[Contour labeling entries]
+++
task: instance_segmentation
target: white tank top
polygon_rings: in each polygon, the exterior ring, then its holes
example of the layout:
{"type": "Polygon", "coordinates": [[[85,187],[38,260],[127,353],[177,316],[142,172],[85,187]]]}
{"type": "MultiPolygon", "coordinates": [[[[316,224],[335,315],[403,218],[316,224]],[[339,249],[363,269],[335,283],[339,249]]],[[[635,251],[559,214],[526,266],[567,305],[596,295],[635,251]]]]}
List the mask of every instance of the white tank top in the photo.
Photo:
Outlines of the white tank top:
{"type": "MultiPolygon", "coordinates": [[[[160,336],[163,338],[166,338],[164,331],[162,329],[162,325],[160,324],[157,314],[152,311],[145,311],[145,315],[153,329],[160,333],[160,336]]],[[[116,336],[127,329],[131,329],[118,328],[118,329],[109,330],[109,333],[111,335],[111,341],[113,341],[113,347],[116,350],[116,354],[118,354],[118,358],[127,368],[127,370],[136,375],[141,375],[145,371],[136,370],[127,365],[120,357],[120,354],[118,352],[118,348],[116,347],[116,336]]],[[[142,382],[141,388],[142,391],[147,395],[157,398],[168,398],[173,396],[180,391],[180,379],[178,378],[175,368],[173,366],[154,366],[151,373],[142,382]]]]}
+++
• Task brief
Rewrite every line of the items above as a numbered list, dropping any blank lines.

• Solution to this problem
1. task: instance_segmentation
2. target: white tank top
3. polygon_rings: in each polygon, the exterior ring, then its holes
4. example of the layout:
5. {"type": "Polygon", "coordinates": [[[85,187],[38,260],[127,353],[177,316],[142,172],[85,187]]]}
6. {"type": "MultiPolygon", "coordinates": [[[[316,224],[335,315],[403,218],[316,224]],[[339,249],[363,269],[335,283],[339,249]]],[[[635,251],[559,214],[526,266],[567,305],[596,295],[635,251]]]]}
7. List the mask of every instance of the white tank top in the photo.
8. Photo:
9. Outlines of the white tank top:
10. {"type": "MultiPolygon", "coordinates": [[[[160,336],[163,338],[166,338],[164,331],[162,329],[162,325],[160,324],[157,314],[152,311],[145,311],[145,315],[153,329],[160,333],[160,336]]],[[[116,336],[127,329],[131,329],[118,328],[118,329],[109,330],[109,333],[111,335],[111,341],[113,341],[113,347],[116,350],[116,354],[118,354],[118,358],[127,368],[127,370],[136,375],[141,375],[145,371],[136,370],[127,365],[120,357],[120,354],[118,352],[118,348],[116,347],[116,336]]],[[[142,382],[141,388],[142,391],[147,395],[157,398],[168,398],[173,396],[180,391],[180,379],[178,378],[175,368],[173,366],[154,366],[151,373],[142,382]]]]}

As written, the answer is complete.